AIM:
Give the data again, word for word.

— begin —

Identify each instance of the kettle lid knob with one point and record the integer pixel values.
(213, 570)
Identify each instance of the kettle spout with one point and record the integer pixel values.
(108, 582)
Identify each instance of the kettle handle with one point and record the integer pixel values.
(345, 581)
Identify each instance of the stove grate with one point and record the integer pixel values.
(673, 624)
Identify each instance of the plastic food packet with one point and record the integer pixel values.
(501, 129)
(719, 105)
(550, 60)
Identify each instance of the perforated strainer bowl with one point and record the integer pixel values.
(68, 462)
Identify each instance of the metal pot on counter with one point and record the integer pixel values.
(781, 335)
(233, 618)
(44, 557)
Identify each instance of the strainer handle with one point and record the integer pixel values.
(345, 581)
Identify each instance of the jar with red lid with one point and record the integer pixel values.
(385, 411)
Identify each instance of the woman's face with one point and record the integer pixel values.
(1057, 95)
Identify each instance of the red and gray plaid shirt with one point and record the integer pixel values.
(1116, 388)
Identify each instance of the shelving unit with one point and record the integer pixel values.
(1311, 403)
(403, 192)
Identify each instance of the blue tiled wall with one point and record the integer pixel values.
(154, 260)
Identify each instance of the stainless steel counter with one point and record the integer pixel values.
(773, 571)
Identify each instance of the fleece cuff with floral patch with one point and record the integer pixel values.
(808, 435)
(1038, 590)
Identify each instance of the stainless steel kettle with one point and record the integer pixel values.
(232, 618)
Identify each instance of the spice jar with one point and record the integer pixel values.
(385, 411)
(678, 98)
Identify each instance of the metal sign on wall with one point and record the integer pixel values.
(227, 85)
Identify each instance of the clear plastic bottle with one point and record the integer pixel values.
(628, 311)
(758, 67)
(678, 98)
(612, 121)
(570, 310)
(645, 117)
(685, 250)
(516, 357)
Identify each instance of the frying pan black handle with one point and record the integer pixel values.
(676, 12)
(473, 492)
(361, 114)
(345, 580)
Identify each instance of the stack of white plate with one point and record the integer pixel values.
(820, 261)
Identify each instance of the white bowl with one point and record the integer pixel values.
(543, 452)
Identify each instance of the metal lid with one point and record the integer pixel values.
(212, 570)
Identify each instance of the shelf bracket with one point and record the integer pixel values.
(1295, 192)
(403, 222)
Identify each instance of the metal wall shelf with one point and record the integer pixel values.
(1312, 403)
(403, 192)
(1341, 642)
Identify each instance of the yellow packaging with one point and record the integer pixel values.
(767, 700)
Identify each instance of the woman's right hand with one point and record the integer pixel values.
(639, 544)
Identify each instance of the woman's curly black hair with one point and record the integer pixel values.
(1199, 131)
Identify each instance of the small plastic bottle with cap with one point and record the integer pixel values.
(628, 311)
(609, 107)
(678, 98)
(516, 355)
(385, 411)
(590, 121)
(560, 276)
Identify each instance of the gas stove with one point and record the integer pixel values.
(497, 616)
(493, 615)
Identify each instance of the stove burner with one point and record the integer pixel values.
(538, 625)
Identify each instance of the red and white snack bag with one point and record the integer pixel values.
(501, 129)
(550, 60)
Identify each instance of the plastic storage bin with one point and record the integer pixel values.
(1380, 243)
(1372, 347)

— end —

FINAL RESULT:
Identify each instance of the kettle lid knob with one point and record the integer pixel values.
(213, 570)
Identify each instance of the kettle spout with one point and record the integer pixel values.
(108, 582)
Identify each instance of the kettle handle with one point and record the integer pixel values.
(345, 581)
Identify each instance of the stove grate with one point and record the integer pixel values.
(673, 624)
Identify each instance of the plastic food packet with one point and record the integer pixel values.
(501, 129)
(719, 105)
(550, 60)
Identify each instance of the perforated strainer bowl with one point and record the integer pixel values.
(68, 462)
Identify each instance of the metal pot on counter with one point and record the integer pixel values.
(781, 335)
(233, 618)
(44, 557)
Identify each instance of the strainer handle with one point and record the integer pixel values.
(345, 581)
Identify each instance of the jar with red lid with one point and record the integer pixel values.
(385, 411)
Identify each instance of the woman's face with one point and record the integer pixel values.
(1057, 95)
Identify each instance of the red and gray plaid shirt with one point and record the integer pixel values.
(1116, 388)
Identify each instance of the shelving unit with one point and record the integer pixel values.
(1311, 403)
(403, 192)
Identify each instance of the blue tiled wall with one point and record the integer pixel values.
(154, 260)
Identify each instance of the stainless steel counter with one point and record the integer pixel values.
(773, 571)
Identify each instance of the fleece cuff with floral patch with one point and record the integer pixel values.
(808, 435)
(1038, 590)
Identify each instance of the stainless steel kettle with one point and record the integer pixel values.
(232, 618)
Identify each instance of the spice jar with one point and record the integer pixel values.
(385, 411)
(678, 98)
Identify each instance of the metal sign on wall with one point and record the integer pixel values.
(227, 85)
Identify each instance of the clear plastic bottle with one point and record the integer pixel values.
(628, 311)
(758, 67)
(678, 98)
(612, 121)
(570, 310)
(645, 117)
(685, 250)
(516, 357)
Identify each instance of the frying pan black handle with one point and record the integer pixel values.
(676, 12)
(473, 492)
(361, 114)
(345, 580)
Identify each instance of the stack of white plate with one point and record the integer pixel values.
(820, 261)
Identify each instance of the white bowl with one point and record the integer pixel values.
(543, 452)
Identify each instance of the metal lid with one point and record the integer pixel values.
(212, 570)
Identify each instance of the shelf bracket with one point and record the integer pixel values.
(1295, 192)
(403, 222)
Identify each instance of the metal wall shelf with one point and record the integer pixel values.
(1312, 403)
(403, 192)
(1341, 642)
Identify each instance of the yellow packaging with one point and record the integer pixel values.
(767, 700)
Identify each instance of the woman's right hand with one point and record the integer pixel values.
(639, 544)
Identify each instance of the woman's curly black hair with one point and record the integer pixel values.
(1199, 131)
Identify each instance of the small plastic bottle with cap with one point and record the integer pixel values.
(628, 311)
(609, 107)
(678, 98)
(516, 355)
(385, 411)
(590, 121)
(560, 276)
Identify each instance of the gas stove with one point and record the integer pixel values.
(497, 616)
(493, 615)
Identify each instance of the stove burner with one point and record the integer pixel values.
(538, 625)
Identify each instance of the red and white snack bag with one point and record the integer pixel values.
(501, 129)
(550, 60)
Identify each instance of the plastic storage bin with one point and record the integer pixel values.
(1380, 243)
(1372, 347)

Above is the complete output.